#### Data lines
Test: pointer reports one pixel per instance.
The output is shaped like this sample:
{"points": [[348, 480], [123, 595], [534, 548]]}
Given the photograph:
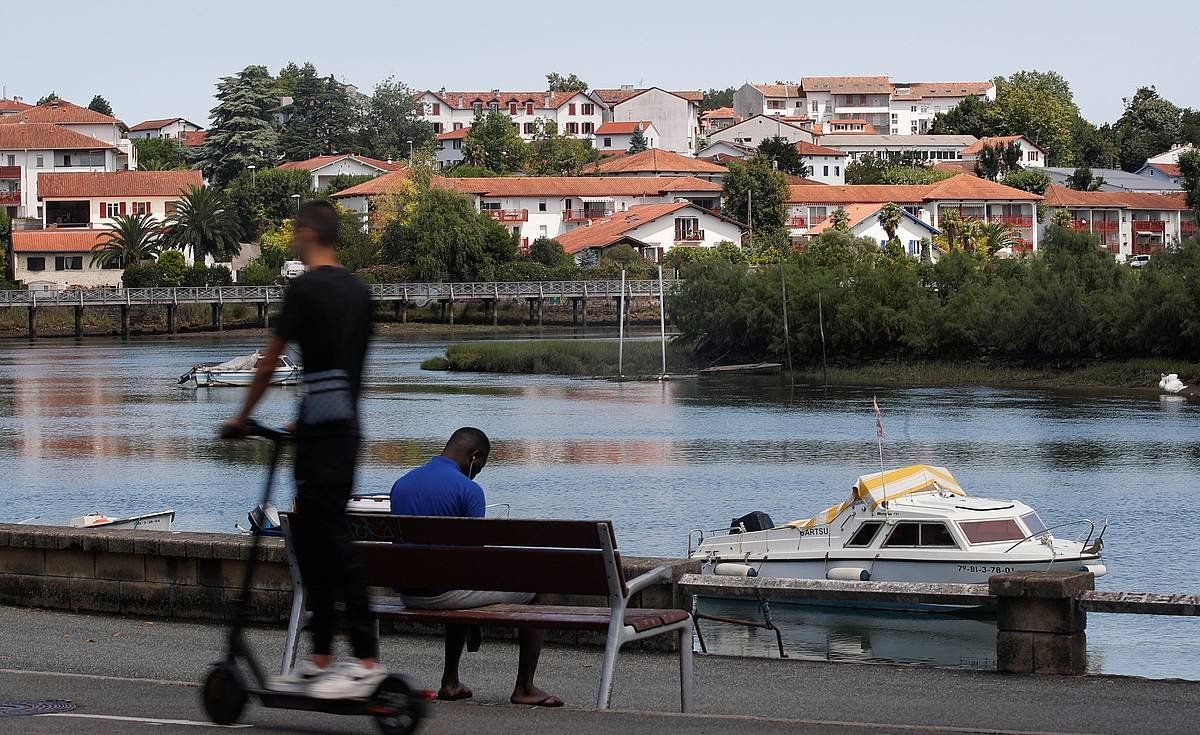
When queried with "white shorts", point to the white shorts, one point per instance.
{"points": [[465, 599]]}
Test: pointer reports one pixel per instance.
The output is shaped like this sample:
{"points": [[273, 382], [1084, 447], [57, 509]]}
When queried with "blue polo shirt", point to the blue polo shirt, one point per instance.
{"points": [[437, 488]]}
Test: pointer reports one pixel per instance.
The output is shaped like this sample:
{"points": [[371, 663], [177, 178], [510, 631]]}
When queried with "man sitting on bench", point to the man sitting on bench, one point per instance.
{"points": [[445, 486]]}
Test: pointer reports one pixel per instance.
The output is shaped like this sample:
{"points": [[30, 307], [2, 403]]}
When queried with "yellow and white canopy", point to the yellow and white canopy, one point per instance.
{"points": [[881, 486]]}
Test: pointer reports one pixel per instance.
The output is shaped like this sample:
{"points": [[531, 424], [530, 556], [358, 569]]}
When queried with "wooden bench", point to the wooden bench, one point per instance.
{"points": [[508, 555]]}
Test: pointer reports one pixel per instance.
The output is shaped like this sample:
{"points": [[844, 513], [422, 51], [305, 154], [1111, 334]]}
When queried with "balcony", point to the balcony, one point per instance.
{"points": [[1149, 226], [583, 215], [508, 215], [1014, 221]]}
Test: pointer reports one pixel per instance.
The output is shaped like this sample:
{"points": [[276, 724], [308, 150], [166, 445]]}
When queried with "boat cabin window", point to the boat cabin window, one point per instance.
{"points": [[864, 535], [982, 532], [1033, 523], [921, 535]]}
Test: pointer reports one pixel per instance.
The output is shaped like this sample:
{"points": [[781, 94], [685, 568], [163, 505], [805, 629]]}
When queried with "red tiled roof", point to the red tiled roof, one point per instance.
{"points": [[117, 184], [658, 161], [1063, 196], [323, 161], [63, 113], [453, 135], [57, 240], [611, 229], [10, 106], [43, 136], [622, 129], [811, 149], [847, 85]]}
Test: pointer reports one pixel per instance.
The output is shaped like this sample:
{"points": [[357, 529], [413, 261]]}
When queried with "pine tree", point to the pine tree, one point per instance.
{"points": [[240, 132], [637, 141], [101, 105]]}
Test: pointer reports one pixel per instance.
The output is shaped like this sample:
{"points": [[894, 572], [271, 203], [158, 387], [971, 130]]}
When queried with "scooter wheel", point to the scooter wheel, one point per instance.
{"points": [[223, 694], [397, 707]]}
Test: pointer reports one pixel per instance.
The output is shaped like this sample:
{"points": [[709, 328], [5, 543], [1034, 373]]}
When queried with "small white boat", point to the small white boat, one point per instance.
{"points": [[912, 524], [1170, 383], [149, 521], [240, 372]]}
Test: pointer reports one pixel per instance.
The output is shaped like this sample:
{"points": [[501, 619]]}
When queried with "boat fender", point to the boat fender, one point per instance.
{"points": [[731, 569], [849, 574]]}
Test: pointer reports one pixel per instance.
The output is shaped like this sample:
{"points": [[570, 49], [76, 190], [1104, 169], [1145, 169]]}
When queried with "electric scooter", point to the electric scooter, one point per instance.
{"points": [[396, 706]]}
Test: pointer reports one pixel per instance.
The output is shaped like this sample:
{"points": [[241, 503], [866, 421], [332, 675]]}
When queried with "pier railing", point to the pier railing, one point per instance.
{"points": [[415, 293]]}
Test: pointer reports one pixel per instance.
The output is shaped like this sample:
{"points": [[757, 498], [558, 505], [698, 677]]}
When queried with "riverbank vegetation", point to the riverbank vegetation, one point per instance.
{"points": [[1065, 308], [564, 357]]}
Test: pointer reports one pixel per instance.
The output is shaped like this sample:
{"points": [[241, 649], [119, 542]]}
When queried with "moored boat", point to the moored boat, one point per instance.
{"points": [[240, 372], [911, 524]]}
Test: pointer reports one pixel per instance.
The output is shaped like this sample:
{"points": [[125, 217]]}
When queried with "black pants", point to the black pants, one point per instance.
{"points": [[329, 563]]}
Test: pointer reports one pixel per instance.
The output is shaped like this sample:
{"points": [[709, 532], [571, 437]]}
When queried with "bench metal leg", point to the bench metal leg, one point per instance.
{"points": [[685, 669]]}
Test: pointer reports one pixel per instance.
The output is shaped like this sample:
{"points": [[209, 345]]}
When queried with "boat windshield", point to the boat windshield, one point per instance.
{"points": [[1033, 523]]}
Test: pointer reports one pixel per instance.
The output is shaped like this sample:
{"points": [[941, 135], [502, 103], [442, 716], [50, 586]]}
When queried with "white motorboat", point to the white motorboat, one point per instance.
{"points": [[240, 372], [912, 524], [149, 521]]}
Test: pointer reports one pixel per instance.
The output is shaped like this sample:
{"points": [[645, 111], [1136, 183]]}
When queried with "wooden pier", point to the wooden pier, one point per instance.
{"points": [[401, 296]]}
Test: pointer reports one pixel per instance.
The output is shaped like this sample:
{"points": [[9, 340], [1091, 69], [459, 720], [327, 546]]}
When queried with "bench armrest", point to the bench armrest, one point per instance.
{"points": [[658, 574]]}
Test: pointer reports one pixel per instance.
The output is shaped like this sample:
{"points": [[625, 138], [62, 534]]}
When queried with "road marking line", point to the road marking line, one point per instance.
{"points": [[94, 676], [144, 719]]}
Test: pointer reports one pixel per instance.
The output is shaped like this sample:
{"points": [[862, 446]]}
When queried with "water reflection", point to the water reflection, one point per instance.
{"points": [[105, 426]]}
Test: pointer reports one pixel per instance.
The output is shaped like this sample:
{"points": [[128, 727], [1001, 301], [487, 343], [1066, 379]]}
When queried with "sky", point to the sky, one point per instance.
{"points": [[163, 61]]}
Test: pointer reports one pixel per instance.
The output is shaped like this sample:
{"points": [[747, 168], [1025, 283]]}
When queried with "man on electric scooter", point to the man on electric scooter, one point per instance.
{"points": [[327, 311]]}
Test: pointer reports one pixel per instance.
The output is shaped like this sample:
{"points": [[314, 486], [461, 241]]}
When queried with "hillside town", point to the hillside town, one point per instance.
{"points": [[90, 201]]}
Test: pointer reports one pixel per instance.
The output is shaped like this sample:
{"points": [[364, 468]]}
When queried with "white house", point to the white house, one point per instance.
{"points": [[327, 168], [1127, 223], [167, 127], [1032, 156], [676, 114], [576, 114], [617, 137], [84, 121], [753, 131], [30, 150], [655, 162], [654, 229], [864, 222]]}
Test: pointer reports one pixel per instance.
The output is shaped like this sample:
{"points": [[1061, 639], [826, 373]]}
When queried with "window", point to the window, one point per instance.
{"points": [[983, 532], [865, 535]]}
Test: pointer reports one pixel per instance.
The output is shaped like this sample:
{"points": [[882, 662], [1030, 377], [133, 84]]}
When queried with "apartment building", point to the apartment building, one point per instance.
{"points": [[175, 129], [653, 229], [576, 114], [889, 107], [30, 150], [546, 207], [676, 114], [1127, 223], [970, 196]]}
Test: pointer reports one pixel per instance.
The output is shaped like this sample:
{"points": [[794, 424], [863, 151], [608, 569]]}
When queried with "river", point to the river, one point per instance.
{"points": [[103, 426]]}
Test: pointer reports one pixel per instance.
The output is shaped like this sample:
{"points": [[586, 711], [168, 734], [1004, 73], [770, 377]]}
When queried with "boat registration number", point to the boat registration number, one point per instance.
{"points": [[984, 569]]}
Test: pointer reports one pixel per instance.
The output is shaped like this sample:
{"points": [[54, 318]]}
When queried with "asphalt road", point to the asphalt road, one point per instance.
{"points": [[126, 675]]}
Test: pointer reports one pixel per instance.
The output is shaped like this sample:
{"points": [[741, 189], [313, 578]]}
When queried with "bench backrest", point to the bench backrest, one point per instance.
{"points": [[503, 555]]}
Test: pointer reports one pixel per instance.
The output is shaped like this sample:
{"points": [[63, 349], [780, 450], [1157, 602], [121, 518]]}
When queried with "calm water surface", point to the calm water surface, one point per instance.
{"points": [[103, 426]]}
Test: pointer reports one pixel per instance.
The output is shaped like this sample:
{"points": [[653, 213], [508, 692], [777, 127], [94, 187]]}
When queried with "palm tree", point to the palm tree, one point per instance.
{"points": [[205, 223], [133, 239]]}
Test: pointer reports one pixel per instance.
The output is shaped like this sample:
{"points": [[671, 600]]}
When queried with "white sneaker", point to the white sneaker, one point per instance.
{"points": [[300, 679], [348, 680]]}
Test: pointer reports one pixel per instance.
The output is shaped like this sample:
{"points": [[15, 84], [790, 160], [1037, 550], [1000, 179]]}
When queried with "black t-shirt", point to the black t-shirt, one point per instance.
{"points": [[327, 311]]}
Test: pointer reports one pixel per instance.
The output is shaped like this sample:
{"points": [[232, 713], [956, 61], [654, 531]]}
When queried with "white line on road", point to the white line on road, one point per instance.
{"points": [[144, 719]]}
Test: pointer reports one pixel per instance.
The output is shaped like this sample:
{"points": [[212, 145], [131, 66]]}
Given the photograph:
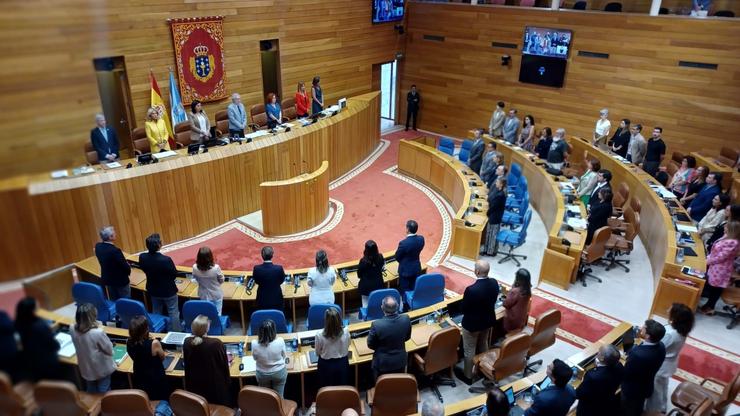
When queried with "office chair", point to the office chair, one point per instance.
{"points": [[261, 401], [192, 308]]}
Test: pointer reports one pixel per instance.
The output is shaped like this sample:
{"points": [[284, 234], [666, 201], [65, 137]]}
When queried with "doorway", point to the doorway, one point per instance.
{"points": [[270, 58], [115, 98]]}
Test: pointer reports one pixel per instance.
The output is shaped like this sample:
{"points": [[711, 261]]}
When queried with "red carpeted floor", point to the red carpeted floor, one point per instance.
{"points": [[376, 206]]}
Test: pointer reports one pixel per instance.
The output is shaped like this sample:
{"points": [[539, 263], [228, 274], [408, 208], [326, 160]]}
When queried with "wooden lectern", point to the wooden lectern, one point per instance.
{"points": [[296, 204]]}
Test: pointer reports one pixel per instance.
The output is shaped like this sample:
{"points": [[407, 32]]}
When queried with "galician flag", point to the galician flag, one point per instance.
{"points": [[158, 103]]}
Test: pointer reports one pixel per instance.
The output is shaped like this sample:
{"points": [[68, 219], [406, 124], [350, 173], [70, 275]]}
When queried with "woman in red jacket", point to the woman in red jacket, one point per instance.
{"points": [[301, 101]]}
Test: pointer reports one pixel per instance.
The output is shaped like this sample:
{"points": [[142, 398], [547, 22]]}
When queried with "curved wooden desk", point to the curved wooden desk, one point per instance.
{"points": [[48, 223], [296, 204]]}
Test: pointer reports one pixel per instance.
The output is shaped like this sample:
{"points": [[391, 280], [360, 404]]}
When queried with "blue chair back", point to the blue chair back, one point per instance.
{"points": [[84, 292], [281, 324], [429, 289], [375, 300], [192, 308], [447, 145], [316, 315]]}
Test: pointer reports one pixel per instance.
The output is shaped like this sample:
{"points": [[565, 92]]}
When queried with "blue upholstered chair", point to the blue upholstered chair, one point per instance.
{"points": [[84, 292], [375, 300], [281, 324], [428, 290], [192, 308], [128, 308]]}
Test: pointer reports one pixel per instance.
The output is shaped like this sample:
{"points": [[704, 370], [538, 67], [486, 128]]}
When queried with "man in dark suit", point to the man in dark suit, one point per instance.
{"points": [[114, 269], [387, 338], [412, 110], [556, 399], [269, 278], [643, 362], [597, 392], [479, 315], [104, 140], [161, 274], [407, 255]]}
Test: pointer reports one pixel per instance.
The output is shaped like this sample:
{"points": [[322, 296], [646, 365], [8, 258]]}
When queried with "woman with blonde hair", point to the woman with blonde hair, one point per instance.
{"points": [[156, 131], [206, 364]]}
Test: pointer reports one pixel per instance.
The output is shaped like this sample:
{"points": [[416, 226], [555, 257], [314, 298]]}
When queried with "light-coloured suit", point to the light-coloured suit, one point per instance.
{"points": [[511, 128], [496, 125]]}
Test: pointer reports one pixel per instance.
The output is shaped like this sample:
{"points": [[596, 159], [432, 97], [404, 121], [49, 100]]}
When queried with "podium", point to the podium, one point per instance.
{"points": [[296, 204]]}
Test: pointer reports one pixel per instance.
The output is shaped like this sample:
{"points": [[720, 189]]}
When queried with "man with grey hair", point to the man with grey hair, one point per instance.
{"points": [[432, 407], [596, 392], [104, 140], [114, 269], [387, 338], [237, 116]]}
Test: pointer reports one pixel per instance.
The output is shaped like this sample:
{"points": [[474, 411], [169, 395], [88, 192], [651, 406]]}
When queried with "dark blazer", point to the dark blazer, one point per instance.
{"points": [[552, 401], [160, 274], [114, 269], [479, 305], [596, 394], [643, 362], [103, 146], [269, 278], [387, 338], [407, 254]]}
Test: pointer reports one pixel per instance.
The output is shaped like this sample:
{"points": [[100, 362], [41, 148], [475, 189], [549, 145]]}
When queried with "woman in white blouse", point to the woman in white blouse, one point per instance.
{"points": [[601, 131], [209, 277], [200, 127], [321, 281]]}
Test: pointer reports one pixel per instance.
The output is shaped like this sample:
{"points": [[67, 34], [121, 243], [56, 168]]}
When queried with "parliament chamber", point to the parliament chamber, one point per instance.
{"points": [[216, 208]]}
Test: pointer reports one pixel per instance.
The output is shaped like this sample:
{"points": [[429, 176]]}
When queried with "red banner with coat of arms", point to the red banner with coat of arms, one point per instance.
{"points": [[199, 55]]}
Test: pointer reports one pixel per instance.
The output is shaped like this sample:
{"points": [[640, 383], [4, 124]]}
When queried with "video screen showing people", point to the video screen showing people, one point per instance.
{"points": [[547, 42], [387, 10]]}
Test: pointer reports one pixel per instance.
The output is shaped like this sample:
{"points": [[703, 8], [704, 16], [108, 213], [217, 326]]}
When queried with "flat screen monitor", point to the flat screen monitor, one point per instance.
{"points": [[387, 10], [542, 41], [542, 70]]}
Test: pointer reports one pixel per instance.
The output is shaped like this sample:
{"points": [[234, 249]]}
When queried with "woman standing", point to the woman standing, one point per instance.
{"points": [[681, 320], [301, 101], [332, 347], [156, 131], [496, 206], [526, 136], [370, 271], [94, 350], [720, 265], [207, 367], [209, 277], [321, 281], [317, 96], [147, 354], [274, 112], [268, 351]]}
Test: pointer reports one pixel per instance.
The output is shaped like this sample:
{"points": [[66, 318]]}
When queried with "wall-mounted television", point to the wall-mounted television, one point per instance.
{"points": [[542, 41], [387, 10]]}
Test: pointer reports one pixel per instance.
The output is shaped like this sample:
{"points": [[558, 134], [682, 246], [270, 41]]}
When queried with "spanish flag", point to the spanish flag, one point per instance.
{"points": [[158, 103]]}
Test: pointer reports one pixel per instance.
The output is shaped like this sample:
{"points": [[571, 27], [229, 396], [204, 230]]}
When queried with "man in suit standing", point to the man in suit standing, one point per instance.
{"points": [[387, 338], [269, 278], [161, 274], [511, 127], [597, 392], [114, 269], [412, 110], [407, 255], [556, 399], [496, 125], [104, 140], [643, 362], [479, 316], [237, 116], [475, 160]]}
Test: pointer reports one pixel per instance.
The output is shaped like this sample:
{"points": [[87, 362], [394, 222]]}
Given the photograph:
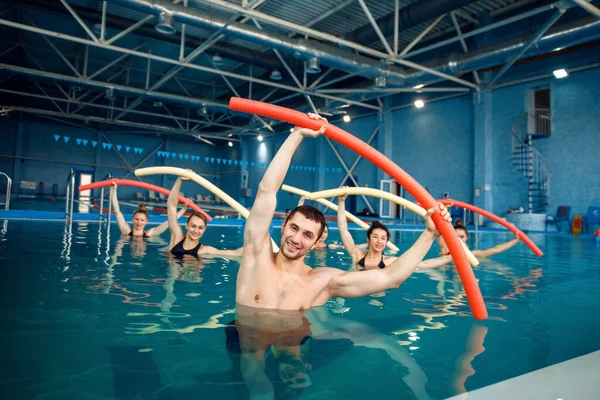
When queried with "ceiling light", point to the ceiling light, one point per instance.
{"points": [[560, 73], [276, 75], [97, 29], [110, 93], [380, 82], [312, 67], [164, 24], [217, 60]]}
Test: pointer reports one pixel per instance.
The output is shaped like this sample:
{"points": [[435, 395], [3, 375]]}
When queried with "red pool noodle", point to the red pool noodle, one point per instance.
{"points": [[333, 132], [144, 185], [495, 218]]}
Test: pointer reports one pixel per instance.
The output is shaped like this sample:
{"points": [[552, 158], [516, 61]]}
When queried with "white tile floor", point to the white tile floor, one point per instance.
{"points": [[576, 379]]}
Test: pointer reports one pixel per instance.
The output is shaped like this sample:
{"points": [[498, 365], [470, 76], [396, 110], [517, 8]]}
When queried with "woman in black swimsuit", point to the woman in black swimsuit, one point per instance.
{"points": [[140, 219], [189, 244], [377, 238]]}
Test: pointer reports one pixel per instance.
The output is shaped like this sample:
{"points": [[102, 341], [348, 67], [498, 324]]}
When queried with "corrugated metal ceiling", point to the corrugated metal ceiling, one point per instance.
########
Directions - Please show each line from the records above that contains the word "screen".

Solution -
When queried with "video screen showing people", point to the video screen showing people, one point per instance.
When queried with "flat screen monitor", point to the flat screen monitor, one point per instance.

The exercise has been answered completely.